## [Task directions]
Reproduce the material below verbatim, from the line that contains "Each instance receives one keypoint. Mark the rooftop" through the end, including both of those lines. Leave the pictures out.
— Begin Records provided —
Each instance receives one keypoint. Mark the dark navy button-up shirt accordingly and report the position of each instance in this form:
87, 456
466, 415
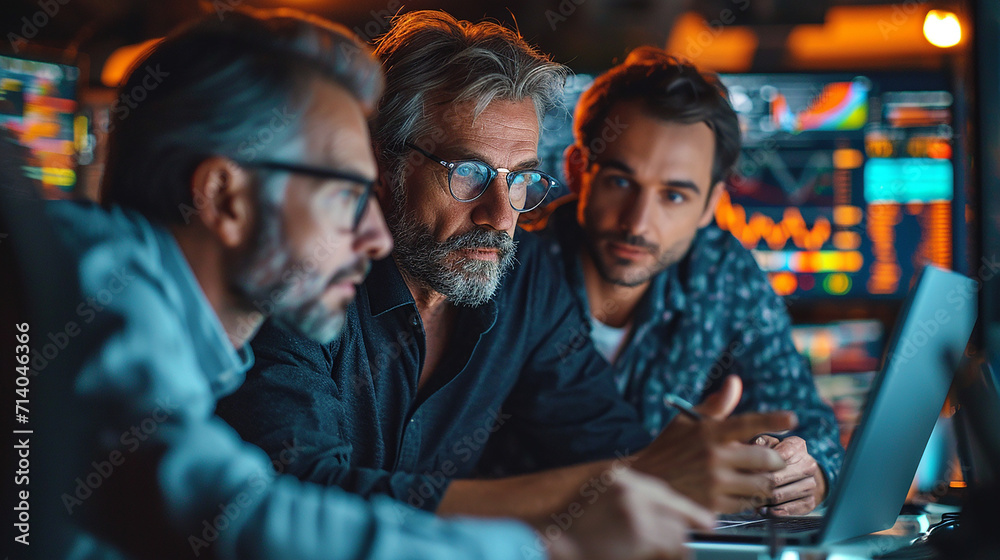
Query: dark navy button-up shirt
710, 315
523, 361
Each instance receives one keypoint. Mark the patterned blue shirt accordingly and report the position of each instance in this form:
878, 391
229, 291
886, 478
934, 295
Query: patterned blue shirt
710, 315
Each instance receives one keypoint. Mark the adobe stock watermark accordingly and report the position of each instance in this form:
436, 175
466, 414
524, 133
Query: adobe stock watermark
33, 24
228, 512
465, 450
958, 298
131, 440
588, 494
86, 311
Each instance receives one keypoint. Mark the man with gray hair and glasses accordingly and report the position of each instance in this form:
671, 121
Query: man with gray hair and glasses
204, 222
453, 337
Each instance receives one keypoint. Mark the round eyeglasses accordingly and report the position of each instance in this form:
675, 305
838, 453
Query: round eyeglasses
468, 179
347, 206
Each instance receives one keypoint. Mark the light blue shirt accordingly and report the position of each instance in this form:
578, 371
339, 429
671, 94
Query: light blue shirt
152, 387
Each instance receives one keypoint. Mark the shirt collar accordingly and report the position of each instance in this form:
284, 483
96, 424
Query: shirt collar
386, 290
223, 366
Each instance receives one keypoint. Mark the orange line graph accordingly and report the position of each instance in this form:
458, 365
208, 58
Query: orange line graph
733, 218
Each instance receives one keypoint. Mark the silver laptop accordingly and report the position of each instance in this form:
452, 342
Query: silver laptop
906, 397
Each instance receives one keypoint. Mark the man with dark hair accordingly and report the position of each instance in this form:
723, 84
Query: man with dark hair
679, 307
209, 227
453, 337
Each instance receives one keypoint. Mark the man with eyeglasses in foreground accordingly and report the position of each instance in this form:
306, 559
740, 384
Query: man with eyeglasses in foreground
205, 221
454, 338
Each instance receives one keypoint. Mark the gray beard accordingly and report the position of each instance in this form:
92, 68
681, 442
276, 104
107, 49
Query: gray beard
431, 263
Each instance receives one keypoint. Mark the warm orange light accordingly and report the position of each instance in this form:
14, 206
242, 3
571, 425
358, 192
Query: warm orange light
859, 34
792, 227
942, 28
784, 283
848, 158
118, 64
716, 45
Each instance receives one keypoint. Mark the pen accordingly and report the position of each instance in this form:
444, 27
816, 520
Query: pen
682, 406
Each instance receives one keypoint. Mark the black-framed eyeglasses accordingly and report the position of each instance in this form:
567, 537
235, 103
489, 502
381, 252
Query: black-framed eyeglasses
468, 179
349, 203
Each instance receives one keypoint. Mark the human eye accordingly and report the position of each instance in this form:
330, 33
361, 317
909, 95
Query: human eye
674, 197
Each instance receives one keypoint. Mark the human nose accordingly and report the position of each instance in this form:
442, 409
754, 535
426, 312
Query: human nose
372, 237
638, 213
493, 208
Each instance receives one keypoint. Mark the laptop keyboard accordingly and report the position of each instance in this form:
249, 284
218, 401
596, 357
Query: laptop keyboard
781, 525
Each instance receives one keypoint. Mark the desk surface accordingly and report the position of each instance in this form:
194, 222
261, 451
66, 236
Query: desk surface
907, 528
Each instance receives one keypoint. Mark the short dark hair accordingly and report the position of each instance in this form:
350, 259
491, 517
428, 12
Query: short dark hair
668, 89
217, 88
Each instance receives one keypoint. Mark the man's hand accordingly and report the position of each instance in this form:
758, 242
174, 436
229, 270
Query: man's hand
710, 462
636, 517
801, 485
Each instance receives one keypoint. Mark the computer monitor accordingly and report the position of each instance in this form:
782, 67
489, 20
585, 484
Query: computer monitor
38, 105
846, 185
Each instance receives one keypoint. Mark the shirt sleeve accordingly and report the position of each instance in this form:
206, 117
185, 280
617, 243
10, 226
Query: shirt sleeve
776, 377
171, 479
291, 407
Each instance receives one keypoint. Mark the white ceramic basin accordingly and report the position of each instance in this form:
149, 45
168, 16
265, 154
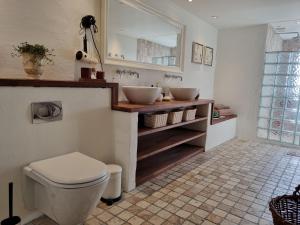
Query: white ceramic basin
141, 94
184, 94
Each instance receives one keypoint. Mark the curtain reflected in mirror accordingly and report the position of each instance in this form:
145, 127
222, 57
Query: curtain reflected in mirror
139, 35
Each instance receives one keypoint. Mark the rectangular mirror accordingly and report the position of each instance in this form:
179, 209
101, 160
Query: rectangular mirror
139, 36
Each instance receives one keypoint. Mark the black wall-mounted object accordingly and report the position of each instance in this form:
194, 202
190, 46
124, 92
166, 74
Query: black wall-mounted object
11, 220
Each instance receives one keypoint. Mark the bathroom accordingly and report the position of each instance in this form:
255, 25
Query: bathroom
90, 126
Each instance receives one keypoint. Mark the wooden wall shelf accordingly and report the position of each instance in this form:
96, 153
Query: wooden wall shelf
160, 142
225, 118
154, 166
146, 131
162, 148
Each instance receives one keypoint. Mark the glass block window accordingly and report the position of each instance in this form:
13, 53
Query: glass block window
279, 117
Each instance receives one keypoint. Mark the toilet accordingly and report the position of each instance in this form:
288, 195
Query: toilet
68, 187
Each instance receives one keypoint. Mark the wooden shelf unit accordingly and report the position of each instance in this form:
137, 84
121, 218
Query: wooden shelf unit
158, 142
155, 165
159, 149
146, 131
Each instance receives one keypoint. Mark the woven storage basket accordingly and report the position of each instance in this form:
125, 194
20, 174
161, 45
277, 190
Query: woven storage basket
286, 209
175, 117
156, 120
189, 114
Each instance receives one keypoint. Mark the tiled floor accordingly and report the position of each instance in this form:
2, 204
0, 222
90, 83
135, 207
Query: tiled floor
230, 185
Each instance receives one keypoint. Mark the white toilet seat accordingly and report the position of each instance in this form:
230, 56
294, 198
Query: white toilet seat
68, 187
70, 171
43, 180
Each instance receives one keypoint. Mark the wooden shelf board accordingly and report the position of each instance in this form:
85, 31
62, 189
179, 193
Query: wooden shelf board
156, 143
152, 167
145, 130
225, 118
37, 83
159, 106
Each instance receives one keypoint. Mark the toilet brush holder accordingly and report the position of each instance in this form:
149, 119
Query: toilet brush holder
113, 191
11, 220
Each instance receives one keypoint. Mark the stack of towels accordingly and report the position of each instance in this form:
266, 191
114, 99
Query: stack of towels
222, 110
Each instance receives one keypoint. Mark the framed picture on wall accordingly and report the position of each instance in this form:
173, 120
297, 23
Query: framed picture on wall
208, 56
197, 53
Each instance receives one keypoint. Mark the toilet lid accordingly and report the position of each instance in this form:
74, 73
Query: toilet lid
74, 168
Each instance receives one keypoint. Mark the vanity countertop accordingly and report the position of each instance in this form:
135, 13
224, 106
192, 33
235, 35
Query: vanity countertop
158, 106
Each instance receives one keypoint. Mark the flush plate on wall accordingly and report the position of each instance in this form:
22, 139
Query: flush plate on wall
45, 112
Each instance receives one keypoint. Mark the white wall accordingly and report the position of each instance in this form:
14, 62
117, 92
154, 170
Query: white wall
86, 127
274, 41
239, 73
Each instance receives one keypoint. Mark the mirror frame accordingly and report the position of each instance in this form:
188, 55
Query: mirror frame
127, 63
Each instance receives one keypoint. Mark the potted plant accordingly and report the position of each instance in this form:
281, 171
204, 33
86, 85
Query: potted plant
34, 57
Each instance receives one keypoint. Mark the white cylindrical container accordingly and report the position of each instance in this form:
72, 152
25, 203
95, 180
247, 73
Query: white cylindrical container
113, 191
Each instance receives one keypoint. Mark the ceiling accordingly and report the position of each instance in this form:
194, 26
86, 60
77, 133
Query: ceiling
287, 29
237, 13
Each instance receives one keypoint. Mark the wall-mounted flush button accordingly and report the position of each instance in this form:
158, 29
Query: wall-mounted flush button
43, 112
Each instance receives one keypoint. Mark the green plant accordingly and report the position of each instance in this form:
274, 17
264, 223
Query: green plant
38, 52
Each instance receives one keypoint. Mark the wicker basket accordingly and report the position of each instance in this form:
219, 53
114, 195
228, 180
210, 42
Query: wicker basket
156, 120
286, 209
175, 116
189, 114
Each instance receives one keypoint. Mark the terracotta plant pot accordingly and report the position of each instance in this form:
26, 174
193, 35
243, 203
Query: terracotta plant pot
32, 66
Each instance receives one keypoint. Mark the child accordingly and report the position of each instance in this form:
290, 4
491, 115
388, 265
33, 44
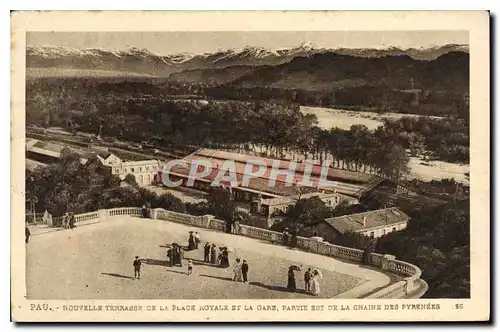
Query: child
137, 268
190, 267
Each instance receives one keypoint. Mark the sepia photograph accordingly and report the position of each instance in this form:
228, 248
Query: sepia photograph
289, 166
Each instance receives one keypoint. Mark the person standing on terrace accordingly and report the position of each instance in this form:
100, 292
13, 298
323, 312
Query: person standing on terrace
27, 234
285, 237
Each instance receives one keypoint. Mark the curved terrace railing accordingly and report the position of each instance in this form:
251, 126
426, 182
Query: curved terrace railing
410, 285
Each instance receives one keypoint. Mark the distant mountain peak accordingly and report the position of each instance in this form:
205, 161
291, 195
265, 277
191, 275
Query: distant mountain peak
143, 61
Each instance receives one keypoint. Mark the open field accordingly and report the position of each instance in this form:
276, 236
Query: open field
95, 262
329, 117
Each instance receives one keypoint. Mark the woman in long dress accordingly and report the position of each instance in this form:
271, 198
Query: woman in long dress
315, 287
291, 285
192, 244
213, 255
238, 276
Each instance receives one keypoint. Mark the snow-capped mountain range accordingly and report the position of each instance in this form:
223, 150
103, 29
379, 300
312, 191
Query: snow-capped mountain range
145, 62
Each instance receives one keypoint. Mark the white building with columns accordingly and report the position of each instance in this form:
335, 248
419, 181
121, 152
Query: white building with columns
144, 171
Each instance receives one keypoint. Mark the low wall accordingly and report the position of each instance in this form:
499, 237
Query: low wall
411, 286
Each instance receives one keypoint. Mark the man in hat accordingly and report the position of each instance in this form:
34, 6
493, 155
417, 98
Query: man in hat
244, 271
137, 268
27, 234
207, 253
72, 220
66, 220
191, 244
197, 239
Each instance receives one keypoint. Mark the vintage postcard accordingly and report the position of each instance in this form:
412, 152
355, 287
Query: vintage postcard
250, 166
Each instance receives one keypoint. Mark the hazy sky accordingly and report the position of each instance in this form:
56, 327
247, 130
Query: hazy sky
200, 42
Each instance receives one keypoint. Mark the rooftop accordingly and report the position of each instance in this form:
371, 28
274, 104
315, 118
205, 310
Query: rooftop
374, 219
333, 173
295, 198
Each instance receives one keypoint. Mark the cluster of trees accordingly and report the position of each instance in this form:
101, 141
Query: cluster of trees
68, 185
276, 127
437, 240
445, 139
363, 98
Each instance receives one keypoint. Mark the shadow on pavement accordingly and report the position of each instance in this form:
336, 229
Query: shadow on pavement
118, 275
200, 262
215, 277
277, 288
150, 261
174, 271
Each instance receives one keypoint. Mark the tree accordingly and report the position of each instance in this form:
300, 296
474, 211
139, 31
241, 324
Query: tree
170, 202
130, 179
308, 211
354, 240
221, 204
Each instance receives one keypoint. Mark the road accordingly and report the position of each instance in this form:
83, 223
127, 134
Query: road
95, 262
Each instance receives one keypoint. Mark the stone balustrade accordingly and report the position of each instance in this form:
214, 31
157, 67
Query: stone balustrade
410, 286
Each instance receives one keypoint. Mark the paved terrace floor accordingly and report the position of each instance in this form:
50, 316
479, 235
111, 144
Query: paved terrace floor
95, 262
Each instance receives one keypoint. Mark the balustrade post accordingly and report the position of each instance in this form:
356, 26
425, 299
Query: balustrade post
386, 262
206, 220
103, 215
314, 243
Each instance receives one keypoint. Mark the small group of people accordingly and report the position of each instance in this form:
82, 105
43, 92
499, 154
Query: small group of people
312, 280
240, 271
144, 212
193, 240
232, 227
68, 221
216, 257
290, 237
175, 254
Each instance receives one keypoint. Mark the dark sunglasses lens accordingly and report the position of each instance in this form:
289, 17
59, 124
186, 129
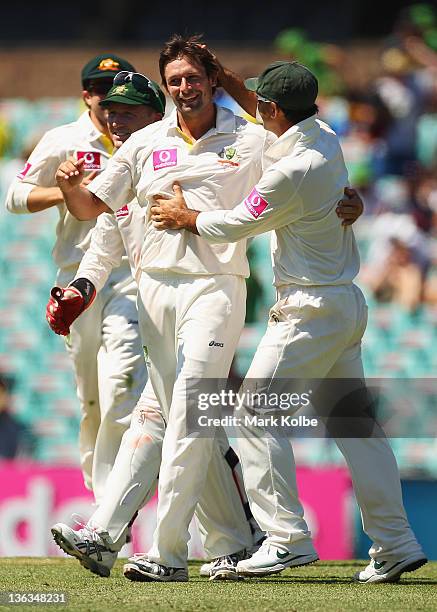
— End Records provided —
## [Correct result]
Each instance receives one keypoint. Mark the rooftop accordingly and report the position of each instance in this form:
371, 28
274, 104
315, 118
205, 310
Query: rooftop
374, 219
333, 173
295, 198
Each instance receives one keypoint. Mark the cluster of trees accordingly and report the position of each instance in this form:
101, 141
Query: cluster of trees
68, 185
276, 127
437, 240
445, 139
363, 98
Each instance receives one keypoint. Mark the shadow on pavement accordingly and report the position of each instance in this form:
336, 229
Query: shadow on pavement
118, 275
200, 262
215, 277
277, 288
150, 261
174, 271
Each instance receives one keypoint. Mark the tree accordingly and report the position of each instance in this form:
300, 296
474, 211
139, 31
241, 324
Query: tree
170, 202
130, 179
308, 211
354, 240
221, 204
Each instance receives one keypoint. Mark the road accordingly and report the position of each instance in this form:
83, 223
127, 134
Query: road
95, 262
Each instance receives one keypoint. Mark the stone balustrade accordingly and report the position of each instance in this form:
214, 31
157, 67
Query: stone balustrade
410, 286
Each instance receives one keypoint. Mark the paved terrace floor accordingly and report the position of each instance in this form:
50, 316
479, 235
111, 144
Query: paved terrace floor
95, 262
Each instance receives one keypoint. Mark the balustrade post accordingly and report the position of each instance in this form:
356, 26
425, 299
Query: balustrade post
386, 262
206, 220
103, 215
314, 243
Each instance receives one keypoint. Mark the small group of people accordingly and report the position of each instance in this form:
82, 105
43, 92
499, 154
Query: small group of people
312, 280
240, 271
144, 212
193, 240
232, 227
68, 221
216, 257
290, 237
175, 254
Each instance receives one keypoint. Mark the dark sunglasses lens accordingly and report the position of each instance in this form:
289, 17
59, 124
186, 129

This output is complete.